Only one stretch of the listing below is wanted: the line with "target: white wall" and all lines after it. Reproduce that stretch exactly.

= = = = =

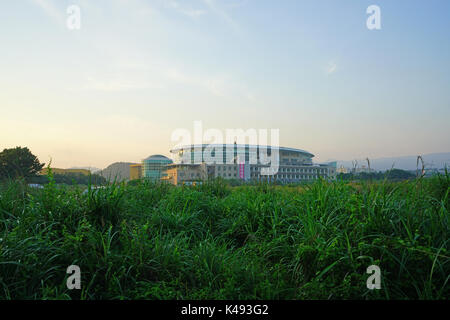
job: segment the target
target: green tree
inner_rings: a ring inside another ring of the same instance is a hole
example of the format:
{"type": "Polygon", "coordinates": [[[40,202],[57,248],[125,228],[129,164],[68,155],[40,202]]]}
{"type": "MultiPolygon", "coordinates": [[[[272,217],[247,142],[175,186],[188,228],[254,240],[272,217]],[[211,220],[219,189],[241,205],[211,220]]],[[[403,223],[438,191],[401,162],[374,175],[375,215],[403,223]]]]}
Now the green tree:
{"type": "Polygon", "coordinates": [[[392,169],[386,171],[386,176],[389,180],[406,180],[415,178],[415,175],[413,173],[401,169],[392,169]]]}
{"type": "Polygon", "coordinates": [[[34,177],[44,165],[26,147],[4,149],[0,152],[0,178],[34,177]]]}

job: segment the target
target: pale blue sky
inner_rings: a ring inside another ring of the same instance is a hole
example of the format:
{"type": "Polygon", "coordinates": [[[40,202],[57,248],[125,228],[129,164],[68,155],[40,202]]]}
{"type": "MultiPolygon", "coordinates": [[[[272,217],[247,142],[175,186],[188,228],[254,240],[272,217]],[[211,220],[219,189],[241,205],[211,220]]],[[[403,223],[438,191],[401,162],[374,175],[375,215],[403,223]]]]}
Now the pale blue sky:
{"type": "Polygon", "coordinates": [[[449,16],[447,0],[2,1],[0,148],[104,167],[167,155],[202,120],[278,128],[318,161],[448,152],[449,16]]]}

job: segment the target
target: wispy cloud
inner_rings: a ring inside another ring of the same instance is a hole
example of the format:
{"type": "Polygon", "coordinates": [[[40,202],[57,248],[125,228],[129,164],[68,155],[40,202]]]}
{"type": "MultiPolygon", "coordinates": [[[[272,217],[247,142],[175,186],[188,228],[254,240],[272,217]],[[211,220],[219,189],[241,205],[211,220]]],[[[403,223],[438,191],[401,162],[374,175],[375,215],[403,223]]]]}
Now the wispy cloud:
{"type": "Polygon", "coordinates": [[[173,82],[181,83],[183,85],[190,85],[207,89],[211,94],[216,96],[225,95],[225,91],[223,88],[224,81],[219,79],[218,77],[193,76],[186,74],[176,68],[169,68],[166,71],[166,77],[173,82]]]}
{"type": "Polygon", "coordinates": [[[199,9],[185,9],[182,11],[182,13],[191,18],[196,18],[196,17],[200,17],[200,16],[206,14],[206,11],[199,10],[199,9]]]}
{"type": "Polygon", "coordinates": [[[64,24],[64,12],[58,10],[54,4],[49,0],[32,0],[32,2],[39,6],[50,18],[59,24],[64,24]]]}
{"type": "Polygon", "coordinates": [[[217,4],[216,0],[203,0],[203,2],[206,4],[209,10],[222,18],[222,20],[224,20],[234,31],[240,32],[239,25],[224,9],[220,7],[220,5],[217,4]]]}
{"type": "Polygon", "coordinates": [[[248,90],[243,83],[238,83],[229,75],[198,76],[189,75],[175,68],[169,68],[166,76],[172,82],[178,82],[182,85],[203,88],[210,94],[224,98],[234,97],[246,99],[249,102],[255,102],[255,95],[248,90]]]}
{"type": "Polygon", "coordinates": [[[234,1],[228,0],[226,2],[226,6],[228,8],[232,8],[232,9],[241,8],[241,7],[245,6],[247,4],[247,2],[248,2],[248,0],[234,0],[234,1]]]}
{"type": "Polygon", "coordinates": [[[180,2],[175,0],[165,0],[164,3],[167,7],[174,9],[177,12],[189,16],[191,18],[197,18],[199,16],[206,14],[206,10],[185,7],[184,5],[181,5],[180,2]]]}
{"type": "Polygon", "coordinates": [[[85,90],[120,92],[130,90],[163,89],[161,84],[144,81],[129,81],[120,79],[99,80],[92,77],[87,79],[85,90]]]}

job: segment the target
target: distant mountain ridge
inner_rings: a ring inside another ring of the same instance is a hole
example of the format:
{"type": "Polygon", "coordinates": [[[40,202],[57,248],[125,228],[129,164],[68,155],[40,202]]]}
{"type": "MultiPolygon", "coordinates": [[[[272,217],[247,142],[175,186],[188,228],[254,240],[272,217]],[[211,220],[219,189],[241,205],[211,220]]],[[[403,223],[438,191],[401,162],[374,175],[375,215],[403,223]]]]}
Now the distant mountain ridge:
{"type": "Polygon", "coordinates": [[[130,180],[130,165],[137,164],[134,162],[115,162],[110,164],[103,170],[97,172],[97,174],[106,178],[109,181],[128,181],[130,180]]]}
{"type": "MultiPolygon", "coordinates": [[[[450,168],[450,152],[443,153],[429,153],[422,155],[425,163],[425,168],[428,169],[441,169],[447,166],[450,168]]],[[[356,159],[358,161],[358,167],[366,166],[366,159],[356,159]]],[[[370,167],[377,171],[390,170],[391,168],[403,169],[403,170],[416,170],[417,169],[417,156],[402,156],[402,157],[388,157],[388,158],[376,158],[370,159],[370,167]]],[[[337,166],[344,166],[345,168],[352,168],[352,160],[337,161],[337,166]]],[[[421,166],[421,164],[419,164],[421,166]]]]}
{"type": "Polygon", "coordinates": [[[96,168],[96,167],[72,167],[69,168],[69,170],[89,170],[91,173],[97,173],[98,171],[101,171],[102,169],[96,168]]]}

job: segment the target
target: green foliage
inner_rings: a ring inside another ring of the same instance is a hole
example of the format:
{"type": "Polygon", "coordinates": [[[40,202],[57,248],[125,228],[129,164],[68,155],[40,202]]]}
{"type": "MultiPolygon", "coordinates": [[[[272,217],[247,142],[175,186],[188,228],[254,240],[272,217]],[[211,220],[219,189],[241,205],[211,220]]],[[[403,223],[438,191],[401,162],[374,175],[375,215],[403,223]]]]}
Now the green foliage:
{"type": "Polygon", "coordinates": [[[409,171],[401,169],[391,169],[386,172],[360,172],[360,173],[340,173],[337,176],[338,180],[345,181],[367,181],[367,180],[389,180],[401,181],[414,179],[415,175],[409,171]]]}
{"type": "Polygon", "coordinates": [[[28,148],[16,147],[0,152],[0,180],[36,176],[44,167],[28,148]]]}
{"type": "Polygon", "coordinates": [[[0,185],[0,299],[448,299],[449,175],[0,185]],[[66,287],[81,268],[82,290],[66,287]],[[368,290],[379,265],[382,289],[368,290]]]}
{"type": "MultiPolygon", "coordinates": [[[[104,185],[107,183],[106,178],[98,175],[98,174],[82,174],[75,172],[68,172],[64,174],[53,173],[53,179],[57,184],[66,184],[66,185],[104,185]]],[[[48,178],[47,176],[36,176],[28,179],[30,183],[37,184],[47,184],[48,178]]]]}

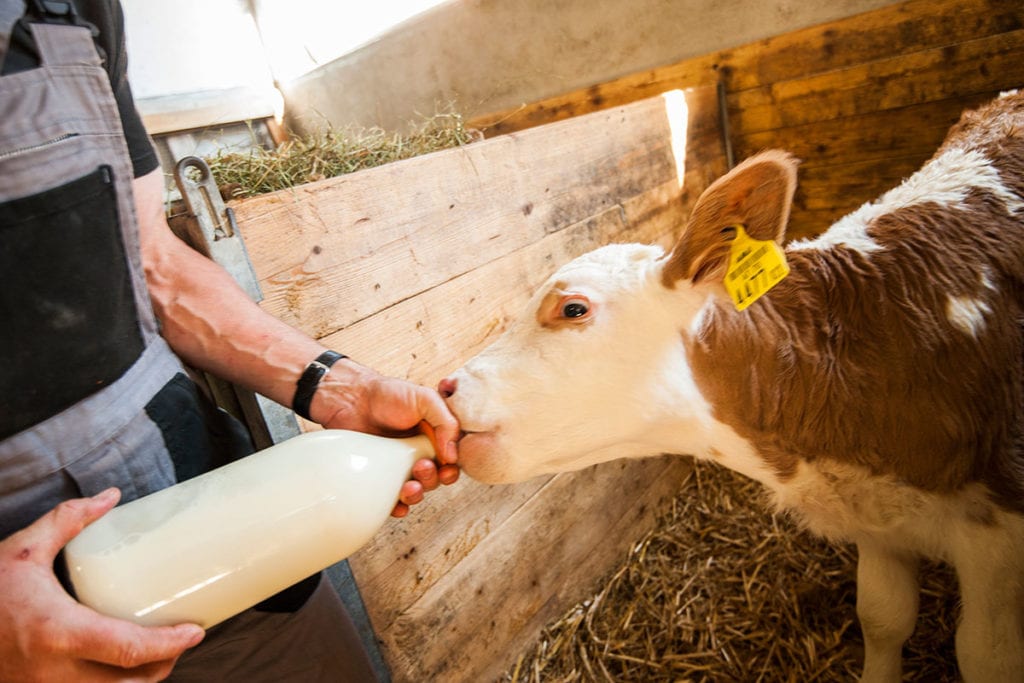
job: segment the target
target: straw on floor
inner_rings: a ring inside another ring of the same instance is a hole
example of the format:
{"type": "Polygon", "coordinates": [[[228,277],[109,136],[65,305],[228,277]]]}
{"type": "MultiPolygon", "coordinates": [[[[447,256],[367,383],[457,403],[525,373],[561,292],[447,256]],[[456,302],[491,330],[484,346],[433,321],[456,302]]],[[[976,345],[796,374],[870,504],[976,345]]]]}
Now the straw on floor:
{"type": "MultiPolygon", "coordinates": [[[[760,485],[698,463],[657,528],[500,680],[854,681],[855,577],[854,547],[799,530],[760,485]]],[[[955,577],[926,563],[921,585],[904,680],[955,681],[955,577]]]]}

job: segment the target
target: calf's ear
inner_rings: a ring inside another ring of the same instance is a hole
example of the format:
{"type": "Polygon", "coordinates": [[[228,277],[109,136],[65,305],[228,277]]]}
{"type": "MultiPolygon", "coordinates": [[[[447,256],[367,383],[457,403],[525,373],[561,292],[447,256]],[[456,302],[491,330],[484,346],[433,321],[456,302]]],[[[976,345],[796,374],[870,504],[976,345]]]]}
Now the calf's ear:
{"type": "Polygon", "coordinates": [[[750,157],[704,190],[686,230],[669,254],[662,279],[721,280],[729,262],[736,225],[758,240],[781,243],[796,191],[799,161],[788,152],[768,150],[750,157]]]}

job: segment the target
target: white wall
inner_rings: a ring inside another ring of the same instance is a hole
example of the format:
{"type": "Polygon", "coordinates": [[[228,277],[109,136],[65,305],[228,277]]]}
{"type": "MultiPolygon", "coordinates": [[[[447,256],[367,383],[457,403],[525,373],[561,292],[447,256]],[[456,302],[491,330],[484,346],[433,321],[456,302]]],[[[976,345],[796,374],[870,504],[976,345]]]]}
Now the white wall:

= = = = =

**Answer box**
target: white wall
inner_rings: a ring inside another ring of the same instance is a hole
example of the format:
{"type": "Polygon", "coordinates": [[[228,277],[109,136],[65,305],[228,277]]]}
{"type": "MultiPolygon", "coordinates": [[[[447,256],[367,383],[457,403],[525,373],[561,292],[447,256]],[[456,302],[491,330],[484,346],[433,321],[456,302]]],[[[976,345],[796,374],[870,504],[976,345]]]]}
Now the white wall:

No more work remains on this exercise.